━━ Entries ━━
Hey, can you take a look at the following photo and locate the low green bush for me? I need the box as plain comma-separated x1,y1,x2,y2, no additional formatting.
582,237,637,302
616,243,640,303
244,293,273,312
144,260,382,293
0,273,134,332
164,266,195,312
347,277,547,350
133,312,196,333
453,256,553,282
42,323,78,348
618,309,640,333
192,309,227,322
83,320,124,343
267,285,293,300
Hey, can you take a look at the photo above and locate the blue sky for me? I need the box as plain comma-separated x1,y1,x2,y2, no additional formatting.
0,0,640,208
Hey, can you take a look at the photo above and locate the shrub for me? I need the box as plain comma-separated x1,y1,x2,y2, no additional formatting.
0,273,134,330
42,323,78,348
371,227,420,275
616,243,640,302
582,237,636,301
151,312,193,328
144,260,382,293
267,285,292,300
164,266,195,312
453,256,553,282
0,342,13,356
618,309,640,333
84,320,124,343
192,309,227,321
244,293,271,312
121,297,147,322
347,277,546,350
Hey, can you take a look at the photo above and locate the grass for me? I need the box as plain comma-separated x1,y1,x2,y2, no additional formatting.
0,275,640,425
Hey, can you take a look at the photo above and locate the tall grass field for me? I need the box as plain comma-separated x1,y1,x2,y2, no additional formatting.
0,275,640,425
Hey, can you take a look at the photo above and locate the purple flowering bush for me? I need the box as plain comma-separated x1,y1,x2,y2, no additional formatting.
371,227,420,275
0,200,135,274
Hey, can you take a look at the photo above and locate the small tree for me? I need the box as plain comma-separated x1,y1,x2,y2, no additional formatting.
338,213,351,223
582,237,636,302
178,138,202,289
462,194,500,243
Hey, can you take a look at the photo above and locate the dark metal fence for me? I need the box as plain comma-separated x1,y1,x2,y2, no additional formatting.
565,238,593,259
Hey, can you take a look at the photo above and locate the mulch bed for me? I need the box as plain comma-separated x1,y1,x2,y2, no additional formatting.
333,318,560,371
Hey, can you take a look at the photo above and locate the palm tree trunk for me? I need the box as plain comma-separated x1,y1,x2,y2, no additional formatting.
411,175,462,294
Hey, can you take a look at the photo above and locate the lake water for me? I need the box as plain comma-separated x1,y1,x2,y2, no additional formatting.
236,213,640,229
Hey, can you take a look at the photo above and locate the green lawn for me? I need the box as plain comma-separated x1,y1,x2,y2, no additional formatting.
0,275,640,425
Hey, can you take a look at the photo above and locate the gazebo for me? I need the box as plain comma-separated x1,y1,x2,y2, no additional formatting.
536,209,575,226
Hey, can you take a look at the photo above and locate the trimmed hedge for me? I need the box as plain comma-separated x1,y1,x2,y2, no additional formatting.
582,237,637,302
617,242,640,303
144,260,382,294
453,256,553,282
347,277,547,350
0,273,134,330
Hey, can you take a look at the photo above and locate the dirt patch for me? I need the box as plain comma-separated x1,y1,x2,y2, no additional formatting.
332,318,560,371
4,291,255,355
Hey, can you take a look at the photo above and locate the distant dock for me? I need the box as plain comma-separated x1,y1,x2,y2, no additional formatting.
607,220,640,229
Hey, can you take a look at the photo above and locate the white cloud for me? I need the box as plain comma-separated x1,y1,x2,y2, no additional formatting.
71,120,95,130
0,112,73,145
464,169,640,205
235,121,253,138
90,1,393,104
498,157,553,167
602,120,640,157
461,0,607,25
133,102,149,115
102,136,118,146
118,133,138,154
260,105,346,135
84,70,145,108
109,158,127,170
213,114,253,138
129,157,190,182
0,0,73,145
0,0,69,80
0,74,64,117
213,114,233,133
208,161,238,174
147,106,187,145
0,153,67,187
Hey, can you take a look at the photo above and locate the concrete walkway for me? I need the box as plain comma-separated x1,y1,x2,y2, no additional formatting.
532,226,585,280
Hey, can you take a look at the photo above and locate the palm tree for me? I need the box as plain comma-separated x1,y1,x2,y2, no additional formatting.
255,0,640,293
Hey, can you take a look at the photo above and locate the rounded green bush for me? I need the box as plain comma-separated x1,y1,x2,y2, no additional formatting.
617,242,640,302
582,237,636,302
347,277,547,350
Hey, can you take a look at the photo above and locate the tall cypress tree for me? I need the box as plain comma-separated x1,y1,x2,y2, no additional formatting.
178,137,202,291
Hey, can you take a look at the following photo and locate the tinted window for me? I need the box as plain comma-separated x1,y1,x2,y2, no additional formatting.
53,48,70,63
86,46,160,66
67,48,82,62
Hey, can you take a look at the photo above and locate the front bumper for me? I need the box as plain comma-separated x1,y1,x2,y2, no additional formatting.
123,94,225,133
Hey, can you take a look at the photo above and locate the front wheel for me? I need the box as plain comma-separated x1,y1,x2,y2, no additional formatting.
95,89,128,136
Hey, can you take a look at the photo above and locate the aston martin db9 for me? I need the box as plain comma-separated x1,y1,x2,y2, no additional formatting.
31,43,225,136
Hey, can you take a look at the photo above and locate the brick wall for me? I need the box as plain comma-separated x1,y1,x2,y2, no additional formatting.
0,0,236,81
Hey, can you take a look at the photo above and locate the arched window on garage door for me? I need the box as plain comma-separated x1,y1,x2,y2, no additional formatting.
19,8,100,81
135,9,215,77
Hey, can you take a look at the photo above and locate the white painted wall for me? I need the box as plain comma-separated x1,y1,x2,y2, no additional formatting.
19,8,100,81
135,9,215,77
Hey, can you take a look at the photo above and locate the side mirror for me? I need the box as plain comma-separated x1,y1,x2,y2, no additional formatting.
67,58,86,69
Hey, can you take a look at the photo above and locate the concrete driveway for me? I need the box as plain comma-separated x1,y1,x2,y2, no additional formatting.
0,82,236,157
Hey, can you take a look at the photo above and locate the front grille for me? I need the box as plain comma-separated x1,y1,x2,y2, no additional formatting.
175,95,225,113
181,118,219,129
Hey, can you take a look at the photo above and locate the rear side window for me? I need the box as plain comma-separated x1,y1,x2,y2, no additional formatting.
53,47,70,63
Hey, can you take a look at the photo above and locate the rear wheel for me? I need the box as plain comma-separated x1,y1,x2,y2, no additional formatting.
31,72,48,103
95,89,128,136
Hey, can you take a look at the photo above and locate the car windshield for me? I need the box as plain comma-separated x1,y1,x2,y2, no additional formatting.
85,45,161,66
━━━
▶ **What you have to do**
Return every line of the material above that contains the word "concrete".

▶ **Finished task**
Hey, can you take a look at the photo above and locate the concrete walkway for me? I need the box as plain comma-separated x1,y1,x2,y2, no additional formatting.
Hey, can you take a look at the photo above and locate the concrete driveway for me? I need the box as plain comma-separated x1,y1,x2,y2, no additional formatting.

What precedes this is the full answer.